Cite literalmente, dos dados abaixo, tudo desde a linha que contém "Each instance of the denim" até a linha que contém "x=360, y=705", com as duas incluídas.

==== DADOS FORNECIDOS

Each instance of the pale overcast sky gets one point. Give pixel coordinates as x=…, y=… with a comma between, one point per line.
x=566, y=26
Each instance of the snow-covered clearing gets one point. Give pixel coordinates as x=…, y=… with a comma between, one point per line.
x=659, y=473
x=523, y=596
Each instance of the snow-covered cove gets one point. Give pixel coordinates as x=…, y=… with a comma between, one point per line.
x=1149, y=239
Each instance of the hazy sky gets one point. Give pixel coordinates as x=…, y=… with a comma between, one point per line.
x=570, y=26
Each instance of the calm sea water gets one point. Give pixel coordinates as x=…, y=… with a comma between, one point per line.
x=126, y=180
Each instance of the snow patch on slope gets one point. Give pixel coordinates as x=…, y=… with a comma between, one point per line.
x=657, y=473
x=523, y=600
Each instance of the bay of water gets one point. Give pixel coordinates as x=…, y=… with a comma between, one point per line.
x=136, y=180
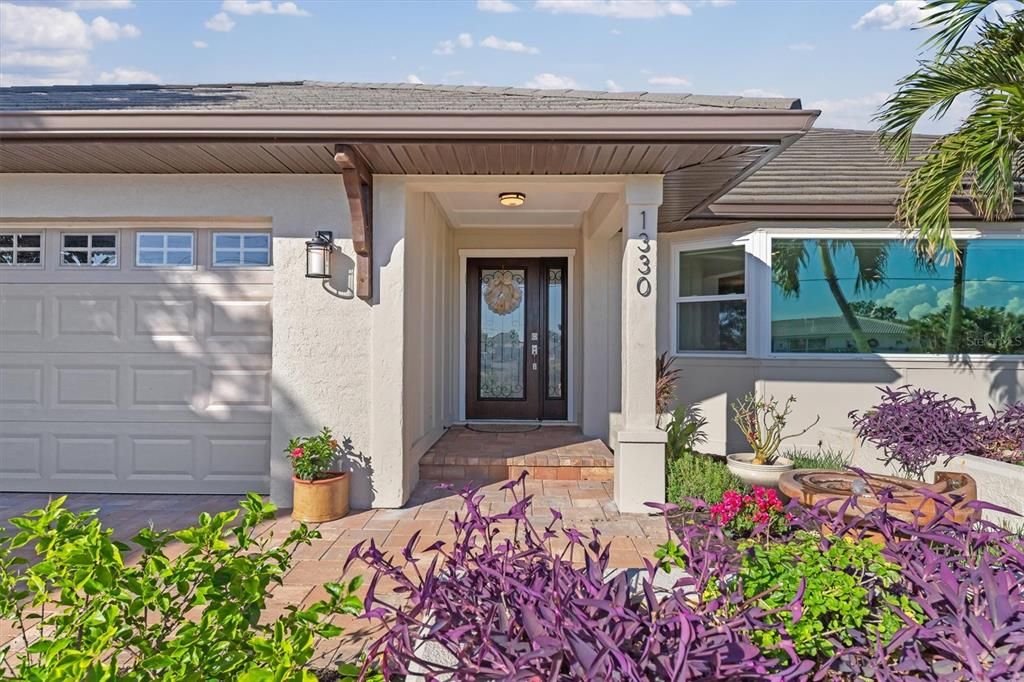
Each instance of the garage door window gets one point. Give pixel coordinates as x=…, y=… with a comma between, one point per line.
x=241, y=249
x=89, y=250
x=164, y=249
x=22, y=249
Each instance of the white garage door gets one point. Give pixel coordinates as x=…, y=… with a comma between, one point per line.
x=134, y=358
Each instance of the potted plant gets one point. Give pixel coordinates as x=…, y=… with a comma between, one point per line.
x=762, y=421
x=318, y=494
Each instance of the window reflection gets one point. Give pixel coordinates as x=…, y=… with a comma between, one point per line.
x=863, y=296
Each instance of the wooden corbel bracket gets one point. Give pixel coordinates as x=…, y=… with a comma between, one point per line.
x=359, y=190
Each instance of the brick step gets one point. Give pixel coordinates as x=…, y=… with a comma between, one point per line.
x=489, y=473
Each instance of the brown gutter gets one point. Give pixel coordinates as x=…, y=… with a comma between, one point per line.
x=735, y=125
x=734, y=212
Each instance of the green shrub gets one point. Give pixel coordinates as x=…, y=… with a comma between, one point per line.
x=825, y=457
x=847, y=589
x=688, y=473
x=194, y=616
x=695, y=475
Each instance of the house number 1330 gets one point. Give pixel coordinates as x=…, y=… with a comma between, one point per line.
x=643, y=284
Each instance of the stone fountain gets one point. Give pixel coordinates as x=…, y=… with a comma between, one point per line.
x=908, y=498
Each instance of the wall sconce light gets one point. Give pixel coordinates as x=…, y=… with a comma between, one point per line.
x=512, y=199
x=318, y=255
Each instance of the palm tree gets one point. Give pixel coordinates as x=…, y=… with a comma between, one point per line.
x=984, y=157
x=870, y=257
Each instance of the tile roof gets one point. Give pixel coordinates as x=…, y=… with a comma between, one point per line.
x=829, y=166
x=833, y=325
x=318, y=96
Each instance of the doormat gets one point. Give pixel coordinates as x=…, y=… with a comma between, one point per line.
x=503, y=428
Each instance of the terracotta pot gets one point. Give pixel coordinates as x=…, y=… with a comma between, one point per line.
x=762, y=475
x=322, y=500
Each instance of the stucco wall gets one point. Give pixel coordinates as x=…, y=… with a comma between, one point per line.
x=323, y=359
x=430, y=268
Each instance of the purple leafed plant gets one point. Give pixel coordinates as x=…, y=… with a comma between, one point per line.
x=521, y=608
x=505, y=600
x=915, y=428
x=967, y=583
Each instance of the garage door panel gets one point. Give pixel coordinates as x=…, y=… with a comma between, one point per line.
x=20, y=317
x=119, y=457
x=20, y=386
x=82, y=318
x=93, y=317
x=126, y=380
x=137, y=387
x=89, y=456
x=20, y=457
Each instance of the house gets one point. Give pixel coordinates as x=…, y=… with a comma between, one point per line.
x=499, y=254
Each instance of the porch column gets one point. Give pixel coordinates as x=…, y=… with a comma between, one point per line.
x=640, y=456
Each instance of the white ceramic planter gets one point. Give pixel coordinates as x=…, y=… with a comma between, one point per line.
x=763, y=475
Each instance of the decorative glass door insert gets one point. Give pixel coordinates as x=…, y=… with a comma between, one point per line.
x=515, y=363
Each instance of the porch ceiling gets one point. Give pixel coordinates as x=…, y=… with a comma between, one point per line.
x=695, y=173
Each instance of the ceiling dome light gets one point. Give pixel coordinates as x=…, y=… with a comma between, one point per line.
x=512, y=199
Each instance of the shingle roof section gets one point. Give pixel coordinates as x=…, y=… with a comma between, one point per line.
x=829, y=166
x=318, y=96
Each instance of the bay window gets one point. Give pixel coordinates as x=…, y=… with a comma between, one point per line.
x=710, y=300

========
==== DADOS FORNECIDOS

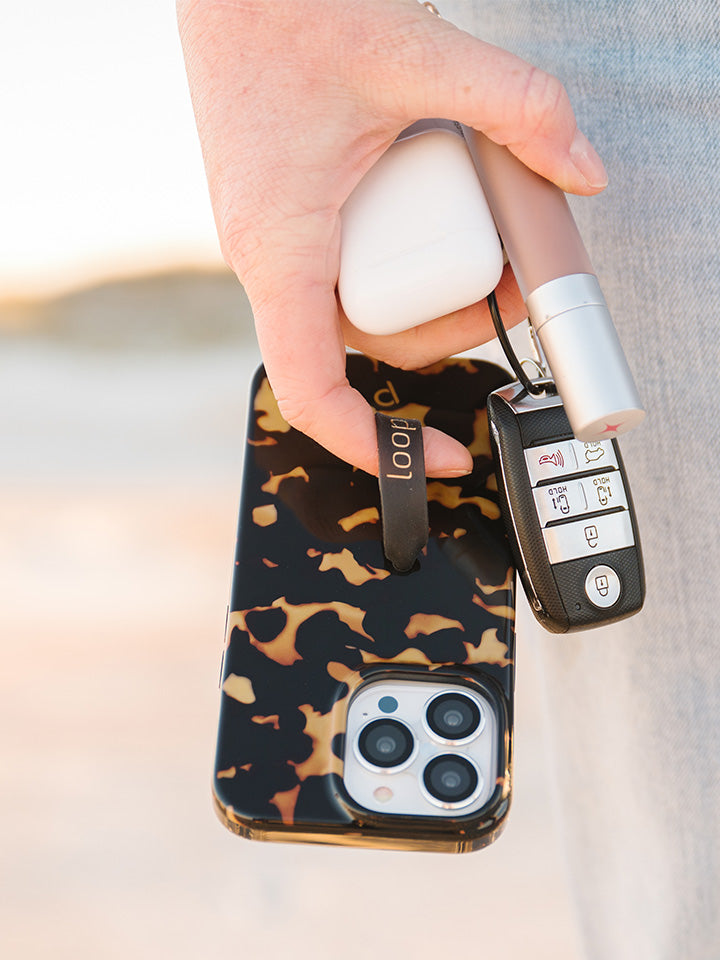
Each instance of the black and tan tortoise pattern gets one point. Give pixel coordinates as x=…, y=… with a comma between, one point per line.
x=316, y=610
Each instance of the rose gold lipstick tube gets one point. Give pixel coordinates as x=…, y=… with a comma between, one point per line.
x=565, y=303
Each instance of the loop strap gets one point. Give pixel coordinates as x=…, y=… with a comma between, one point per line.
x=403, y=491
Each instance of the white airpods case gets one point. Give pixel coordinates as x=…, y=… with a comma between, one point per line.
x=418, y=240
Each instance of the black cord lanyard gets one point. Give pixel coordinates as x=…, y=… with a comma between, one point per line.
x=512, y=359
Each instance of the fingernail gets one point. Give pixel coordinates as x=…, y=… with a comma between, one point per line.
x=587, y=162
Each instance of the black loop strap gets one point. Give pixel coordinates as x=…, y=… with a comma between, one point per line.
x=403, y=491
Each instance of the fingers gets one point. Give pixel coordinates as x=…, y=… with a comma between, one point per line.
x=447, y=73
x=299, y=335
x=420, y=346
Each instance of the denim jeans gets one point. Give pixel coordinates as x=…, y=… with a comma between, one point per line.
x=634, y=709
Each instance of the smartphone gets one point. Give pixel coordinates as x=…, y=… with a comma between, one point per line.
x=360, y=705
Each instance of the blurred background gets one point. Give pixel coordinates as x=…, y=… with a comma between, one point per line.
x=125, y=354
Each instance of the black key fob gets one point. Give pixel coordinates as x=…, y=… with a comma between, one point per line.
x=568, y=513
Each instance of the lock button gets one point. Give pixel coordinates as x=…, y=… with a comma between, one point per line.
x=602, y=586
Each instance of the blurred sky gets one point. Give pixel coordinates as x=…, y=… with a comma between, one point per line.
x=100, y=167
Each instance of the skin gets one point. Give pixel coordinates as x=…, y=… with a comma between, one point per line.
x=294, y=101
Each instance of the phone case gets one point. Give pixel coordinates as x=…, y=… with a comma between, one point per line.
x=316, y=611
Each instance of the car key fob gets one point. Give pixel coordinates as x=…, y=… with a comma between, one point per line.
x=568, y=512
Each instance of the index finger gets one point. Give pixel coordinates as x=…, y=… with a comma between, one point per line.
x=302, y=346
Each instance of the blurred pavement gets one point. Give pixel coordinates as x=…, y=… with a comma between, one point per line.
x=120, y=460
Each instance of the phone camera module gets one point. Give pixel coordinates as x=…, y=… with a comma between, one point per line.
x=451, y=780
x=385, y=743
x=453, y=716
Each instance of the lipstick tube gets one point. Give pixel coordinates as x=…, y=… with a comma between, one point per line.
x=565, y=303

========

• _SAÍDA ESPERADA_:
Each instance of the denim jeans gets one point. Give pixel coordinates as x=…, y=… with a comma between, one point per line.
x=634, y=709
Each instance of the smartphone gets one point. Give pixel coordinates as x=…, y=… with a comma between, one point per line.
x=360, y=705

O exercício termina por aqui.